═════ INFORMATION GIVEN ═════

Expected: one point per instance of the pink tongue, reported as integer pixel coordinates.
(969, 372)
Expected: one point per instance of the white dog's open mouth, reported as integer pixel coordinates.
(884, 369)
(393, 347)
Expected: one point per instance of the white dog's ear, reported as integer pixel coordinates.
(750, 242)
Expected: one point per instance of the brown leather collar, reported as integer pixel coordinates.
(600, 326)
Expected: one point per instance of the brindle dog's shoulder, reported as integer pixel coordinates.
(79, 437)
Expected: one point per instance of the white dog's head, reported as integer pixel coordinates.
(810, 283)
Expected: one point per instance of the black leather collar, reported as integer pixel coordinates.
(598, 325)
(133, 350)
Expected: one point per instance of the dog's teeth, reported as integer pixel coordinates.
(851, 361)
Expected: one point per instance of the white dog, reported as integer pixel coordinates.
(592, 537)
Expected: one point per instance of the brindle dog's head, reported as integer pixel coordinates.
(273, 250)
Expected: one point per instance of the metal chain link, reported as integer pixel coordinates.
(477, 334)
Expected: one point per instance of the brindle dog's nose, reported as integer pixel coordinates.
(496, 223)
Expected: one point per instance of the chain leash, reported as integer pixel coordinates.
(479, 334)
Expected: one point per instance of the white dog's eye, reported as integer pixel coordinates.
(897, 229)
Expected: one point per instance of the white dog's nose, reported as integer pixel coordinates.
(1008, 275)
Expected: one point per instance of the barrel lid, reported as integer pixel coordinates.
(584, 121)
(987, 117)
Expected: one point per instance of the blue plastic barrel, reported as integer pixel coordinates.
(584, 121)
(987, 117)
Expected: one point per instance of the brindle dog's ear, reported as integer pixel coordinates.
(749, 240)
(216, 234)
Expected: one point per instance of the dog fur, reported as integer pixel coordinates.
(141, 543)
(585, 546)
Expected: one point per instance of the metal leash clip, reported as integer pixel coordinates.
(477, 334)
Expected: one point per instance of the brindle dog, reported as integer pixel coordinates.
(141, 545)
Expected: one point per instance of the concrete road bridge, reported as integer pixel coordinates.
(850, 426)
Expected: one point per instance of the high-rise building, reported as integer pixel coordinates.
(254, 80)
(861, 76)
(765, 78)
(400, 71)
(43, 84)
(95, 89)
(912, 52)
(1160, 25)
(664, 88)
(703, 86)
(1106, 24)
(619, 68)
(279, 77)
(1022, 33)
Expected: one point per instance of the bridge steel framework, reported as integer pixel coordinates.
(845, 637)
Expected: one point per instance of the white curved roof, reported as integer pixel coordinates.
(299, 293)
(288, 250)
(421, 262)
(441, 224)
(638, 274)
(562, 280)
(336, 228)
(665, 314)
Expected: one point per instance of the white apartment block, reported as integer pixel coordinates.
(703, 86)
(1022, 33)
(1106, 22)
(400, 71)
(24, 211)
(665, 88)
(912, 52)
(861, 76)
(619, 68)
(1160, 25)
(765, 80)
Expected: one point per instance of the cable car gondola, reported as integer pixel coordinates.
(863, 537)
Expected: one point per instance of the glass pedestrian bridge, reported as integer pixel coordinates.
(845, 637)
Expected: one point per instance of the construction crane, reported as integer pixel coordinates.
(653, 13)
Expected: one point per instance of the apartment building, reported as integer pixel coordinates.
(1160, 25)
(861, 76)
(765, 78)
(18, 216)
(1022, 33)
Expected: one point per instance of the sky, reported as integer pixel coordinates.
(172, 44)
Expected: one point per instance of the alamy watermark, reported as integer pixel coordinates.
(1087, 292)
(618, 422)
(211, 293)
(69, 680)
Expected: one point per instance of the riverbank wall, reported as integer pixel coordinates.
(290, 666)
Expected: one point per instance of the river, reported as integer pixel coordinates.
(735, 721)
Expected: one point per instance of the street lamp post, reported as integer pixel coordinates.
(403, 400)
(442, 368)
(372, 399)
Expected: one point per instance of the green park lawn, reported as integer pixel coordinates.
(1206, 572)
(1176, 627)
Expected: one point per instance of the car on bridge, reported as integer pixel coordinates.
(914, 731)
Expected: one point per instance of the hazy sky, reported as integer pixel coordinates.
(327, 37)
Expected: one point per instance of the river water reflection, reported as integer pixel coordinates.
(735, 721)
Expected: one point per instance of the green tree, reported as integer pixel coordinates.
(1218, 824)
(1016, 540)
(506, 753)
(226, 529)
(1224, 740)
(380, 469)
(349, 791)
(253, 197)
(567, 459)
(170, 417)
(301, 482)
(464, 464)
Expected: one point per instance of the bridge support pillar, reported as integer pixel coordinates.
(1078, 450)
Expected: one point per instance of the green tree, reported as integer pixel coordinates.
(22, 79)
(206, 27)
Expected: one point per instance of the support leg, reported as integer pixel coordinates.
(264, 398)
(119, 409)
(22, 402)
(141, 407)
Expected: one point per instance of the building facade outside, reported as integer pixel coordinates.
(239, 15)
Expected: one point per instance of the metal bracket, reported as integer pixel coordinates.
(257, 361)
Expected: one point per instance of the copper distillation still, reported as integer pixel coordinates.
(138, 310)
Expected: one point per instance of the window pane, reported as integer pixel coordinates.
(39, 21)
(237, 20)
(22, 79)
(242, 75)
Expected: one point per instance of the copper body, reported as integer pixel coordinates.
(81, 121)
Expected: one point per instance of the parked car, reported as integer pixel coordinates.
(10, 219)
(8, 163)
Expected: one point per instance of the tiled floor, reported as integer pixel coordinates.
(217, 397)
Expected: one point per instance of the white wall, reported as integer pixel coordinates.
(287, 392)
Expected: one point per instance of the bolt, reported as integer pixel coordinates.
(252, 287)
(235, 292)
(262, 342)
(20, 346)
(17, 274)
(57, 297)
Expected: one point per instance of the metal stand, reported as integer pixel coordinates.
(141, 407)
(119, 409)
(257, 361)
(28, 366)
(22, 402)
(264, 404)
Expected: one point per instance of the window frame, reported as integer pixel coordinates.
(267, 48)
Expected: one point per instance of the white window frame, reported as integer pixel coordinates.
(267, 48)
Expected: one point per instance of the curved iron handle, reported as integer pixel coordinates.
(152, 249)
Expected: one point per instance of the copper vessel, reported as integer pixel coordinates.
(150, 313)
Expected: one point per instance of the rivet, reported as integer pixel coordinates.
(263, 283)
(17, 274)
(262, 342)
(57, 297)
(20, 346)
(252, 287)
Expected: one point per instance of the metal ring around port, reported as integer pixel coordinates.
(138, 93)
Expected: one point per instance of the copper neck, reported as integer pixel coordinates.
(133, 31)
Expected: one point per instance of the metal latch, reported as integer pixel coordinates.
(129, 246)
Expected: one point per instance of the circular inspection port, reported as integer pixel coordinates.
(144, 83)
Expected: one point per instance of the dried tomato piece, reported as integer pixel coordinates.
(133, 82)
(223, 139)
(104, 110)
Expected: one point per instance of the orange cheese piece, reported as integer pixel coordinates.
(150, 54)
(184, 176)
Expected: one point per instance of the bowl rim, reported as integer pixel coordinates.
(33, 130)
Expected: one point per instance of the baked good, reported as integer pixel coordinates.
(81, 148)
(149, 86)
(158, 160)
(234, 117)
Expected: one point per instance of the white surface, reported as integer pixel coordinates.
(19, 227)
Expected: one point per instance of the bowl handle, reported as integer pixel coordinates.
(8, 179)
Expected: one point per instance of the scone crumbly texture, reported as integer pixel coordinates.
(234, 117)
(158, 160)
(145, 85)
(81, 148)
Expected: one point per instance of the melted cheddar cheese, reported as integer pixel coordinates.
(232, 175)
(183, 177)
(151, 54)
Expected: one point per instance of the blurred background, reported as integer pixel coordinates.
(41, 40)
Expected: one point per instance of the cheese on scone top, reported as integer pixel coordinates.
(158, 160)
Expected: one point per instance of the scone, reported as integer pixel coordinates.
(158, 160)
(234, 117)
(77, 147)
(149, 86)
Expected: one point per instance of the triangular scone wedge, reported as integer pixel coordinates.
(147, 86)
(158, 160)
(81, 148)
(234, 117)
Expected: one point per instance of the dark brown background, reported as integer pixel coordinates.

═════

#### PROBLEM STATEMENT
Starting at the line that contains "Expected: one point per instance of the orange", copy each line exactly through the end of the listing above. Include that first line and the last one, and add nothing.

#### EXERCISE RESULT
Expected: one point per instance of the orange cheese piece, reported as integer pixel coordinates.
(150, 54)
(184, 176)
Expected: one point per instance of the bowl rim, reported as integer pixel coordinates.
(33, 130)
Expected: one point per instance of the baked good, reported as integer pixel coordinates.
(81, 148)
(149, 86)
(158, 160)
(234, 117)
Expected: one point per instance of the white surface, reported as integer pixel coordinates.
(19, 227)
Expected: one point per instance of the bowl handle, reported as integer pixel coordinates.
(8, 179)
Expected: one point per instance of the scone crumbly texture, reported as integer pixel coordinates.
(234, 117)
(158, 160)
(145, 85)
(81, 148)
Expected: one point per instance of the melted cheddar cheese, reported as integer pixel coordinates.
(232, 175)
(183, 177)
(151, 54)
Expected: one point per instance of the blurred background, reported as integer pixel coordinates.
(41, 40)
Expected: one point per instance of the cheese on scone top, reported as integer pixel coordinates.
(158, 160)
Expected: one point per instance of the scone, reported as integer pixel coordinates.
(158, 160)
(234, 117)
(77, 147)
(149, 86)
Expected: one point per instance of the triangular scone wedge, reported as integer pixel coordinates.
(147, 86)
(158, 160)
(81, 148)
(234, 117)
Expected: one point per instance of the dark brown background, reported as integer pixel coordinates.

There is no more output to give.